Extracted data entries
————
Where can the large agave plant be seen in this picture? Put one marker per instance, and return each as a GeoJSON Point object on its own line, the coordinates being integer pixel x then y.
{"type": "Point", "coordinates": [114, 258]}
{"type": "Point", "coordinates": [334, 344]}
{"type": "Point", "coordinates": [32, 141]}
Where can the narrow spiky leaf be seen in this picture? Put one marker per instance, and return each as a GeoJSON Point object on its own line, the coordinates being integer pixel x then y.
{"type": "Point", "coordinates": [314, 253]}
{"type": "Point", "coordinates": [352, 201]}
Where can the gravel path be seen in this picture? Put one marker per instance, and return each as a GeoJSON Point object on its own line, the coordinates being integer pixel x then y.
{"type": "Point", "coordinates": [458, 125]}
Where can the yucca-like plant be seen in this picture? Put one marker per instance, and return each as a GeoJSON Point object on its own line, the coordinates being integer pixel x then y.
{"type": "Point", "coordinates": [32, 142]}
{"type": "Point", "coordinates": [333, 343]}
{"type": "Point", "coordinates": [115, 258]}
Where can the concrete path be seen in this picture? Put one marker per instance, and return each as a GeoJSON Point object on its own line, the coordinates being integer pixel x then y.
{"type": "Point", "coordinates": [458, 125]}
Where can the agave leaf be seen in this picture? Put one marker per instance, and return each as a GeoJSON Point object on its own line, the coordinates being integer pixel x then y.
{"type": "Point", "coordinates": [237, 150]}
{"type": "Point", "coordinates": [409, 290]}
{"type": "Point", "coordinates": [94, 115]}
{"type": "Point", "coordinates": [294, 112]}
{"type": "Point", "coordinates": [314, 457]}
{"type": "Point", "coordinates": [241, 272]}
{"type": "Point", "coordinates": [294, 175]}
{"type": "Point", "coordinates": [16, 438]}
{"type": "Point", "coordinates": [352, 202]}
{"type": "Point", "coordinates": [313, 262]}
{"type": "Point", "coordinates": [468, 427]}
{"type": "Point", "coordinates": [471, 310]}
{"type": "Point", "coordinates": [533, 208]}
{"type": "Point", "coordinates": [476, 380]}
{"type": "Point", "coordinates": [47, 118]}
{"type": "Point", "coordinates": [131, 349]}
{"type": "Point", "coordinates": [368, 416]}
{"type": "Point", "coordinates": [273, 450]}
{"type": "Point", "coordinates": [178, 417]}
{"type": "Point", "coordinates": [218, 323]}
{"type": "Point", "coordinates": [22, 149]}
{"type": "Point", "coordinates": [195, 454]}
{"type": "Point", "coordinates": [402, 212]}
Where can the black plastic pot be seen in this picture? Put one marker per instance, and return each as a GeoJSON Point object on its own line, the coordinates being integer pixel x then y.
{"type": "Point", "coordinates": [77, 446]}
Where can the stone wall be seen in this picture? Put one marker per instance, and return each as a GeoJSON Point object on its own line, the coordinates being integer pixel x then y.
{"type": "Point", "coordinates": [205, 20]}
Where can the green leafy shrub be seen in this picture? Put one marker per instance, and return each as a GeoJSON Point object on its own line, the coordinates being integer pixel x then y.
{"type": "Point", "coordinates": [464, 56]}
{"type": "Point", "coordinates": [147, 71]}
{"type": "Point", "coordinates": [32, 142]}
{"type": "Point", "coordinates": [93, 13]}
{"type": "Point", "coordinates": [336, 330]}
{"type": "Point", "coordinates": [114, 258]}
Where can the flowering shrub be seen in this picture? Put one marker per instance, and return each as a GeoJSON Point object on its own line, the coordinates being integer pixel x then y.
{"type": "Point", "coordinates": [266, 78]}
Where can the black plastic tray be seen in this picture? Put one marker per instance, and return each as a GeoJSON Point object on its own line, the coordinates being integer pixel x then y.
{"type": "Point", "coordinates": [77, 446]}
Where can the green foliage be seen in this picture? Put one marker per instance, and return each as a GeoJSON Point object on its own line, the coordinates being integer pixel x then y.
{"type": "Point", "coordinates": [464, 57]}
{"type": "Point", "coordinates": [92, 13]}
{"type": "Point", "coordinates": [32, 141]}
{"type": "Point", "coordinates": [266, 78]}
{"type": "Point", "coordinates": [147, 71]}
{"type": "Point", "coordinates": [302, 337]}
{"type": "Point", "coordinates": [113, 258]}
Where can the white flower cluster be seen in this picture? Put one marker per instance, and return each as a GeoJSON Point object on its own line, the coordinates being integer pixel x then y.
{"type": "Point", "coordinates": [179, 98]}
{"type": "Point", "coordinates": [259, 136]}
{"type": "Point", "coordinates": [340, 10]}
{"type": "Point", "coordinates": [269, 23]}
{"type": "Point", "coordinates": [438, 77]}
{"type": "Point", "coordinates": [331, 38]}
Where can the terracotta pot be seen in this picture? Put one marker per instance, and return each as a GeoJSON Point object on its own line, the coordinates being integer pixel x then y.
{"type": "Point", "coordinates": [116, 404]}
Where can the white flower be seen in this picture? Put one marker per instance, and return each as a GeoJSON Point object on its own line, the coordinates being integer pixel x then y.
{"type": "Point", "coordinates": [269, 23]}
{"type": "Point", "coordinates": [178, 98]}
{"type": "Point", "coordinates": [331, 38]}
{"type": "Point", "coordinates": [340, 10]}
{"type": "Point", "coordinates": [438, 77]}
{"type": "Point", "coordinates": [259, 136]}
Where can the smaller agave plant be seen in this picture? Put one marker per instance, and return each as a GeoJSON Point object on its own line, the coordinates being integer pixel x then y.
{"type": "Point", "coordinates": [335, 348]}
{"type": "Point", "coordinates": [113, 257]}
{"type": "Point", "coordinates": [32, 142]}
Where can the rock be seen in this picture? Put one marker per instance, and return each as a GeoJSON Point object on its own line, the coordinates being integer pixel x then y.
————
-- What to do --
Each entry in the data should be restated exactly as it was written.

-- Exercise solution --
Where can the large agave plant be seen in this picture? Put one marker per instance, and return each as a GeoJSON Point object on its own line, the coordinates being integer pixel x then y.
{"type": "Point", "coordinates": [114, 258]}
{"type": "Point", "coordinates": [334, 344]}
{"type": "Point", "coordinates": [32, 141]}
Where can the narrow spiky leaf be seen in this picture? Put one marker per instance, and return each as a GeoJSON Point object on its own line, the coordinates being integer pixel x then y.
{"type": "Point", "coordinates": [314, 253]}
{"type": "Point", "coordinates": [352, 201]}
Where can the gravel path be seen in this picture? Put one marker per instance, and return each as a GeoJSON Point object on its own line, the coordinates being integer pixel x then y.
{"type": "Point", "coordinates": [458, 125]}
Where can the yucca-like plant be seen in this picture? Put one marker per instance, and return each as a GeoJSON Point object on its own line, the coordinates being integer pixel x then y.
{"type": "Point", "coordinates": [32, 142]}
{"type": "Point", "coordinates": [333, 343]}
{"type": "Point", "coordinates": [115, 258]}
Where can the concrete path be seen in this picture? Put one marker per instance, and return each as a GeoJSON Point object on its own line, the coordinates being integer pixel x then y.
{"type": "Point", "coordinates": [458, 125]}
Where can the agave leaf be seen in this picture? Put one marker per instance, and return each as a GeoJSON Point object on its own line, the coordinates being integer pixel x then y.
{"type": "Point", "coordinates": [237, 150]}
{"type": "Point", "coordinates": [409, 290]}
{"type": "Point", "coordinates": [94, 115]}
{"type": "Point", "coordinates": [294, 112]}
{"type": "Point", "coordinates": [314, 457]}
{"type": "Point", "coordinates": [241, 272]}
{"type": "Point", "coordinates": [294, 175]}
{"type": "Point", "coordinates": [16, 438]}
{"type": "Point", "coordinates": [352, 202]}
{"type": "Point", "coordinates": [313, 262]}
{"type": "Point", "coordinates": [468, 427]}
{"type": "Point", "coordinates": [471, 310]}
{"type": "Point", "coordinates": [533, 208]}
{"type": "Point", "coordinates": [476, 380]}
{"type": "Point", "coordinates": [47, 118]}
{"type": "Point", "coordinates": [131, 349]}
{"type": "Point", "coordinates": [368, 416]}
{"type": "Point", "coordinates": [273, 450]}
{"type": "Point", "coordinates": [178, 417]}
{"type": "Point", "coordinates": [218, 323]}
{"type": "Point", "coordinates": [22, 149]}
{"type": "Point", "coordinates": [195, 454]}
{"type": "Point", "coordinates": [402, 212]}
Where can the black plastic pot be seen in this picture? Put one marker per instance, and return each as a GeoJSON Point object on its own line, the coordinates being integer pixel x then y.
{"type": "Point", "coordinates": [77, 446]}
Where can the stone wall be seen in this picture? Put one marker per instance, and return each as a GeoJSON Point object on its own line, the coordinates being integer pixel x then y.
{"type": "Point", "coordinates": [205, 20]}
Where can the green leafy shrub be seen in this picture? Put one marker per instance, and return each as a GeoJSON Point object on its own line, the coordinates being integer pixel x then y.
{"type": "Point", "coordinates": [464, 56]}
{"type": "Point", "coordinates": [147, 71]}
{"type": "Point", "coordinates": [32, 142]}
{"type": "Point", "coordinates": [93, 13]}
{"type": "Point", "coordinates": [336, 330]}
{"type": "Point", "coordinates": [114, 258]}
Where can the flowering shrub be seen in this picture? Put one marker per instance, and return each as a GeoJSON Point object on its own line, the coordinates being integer pixel x then y.
{"type": "Point", "coordinates": [266, 78]}
Where can the black plastic tray be seen in this picture? Put one marker per instance, and return each as a GeoJSON Point object on its own line, the coordinates being integer pixel x then y.
{"type": "Point", "coordinates": [77, 446]}
Where can the green foliage be seen in this picture? Put one marker per instance, and return each as a GeoJSON Point object on its own line, the coordinates being integer pixel x then y.
{"type": "Point", "coordinates": [464, 57]}
{"type": "Point", "coordinates": [92, 13]}
{"type": "Point", "coordinates": [32, 141]}
{"type": "Point", "coordinates": [266, 78]}
{"type": "Point", "coordinates": [147, 71]}
{"type": "Point", "coordinates": [302, 337]}
{"type": "Point", "coordinates": [113, 258]}
Where can the white flower cluster be seen in this picture? Put one marker per instance, and return each as a GeoJSON Point object on its own line, the coordinates being integer pixel x then y.
{"type": "Point", "coordinates": [179, 98]}
{"type": "Point", "coordinates": [259, 136]}
{"type": "Point", "coordinates": [340, 10]}
{"type": "Point", "coordinates": [269, 23]}
{"type": "Point", "coordinates": [438, 77]}
{"type": "Point", "coordinates": [331, 38]}
Where can the terracotta pot be seen in this picture? Put one marker per instance, and return each as a GeoJSON Point object on its own line, the coordinates being integer pixel x then y.
{"type": "Point", "coordinates": [116, 404]}
Where can the white flower be seen in this picture? Put one marker per instance, and return each as a GeoJSON Point object on its own line, the coordinates being integer pixel x then y.
{"type": "Point", "coordinates": [269, 23]}
{"type": "Point", "coordinates": [178, 98]}
{"type": "Point", "coordinates": [331, 38]}
{"type": "Point", "coordinates": [340, 10]}
{"type": "Point", "coordinates": [438, 77]}
{"type": "Point", "coordinates": [259, 136]}
Where can the smaller agave plant be seen in this picture? Put one marker per instance, and return each as a GeoJSON Point object on its own line, the coordinates being integer pixel x then y.
{"type": "Point", "coordinates": [335, 348]}
{"type": "Point", "coordinates": [113, 257]}
{"type": "Point", "coordinates": [32, 142]}
Where can the rock be seen in this picture? Put one marker per instance, and return each as a GeoJSON Point object on its own line, the coordinates being integer pixel x then y.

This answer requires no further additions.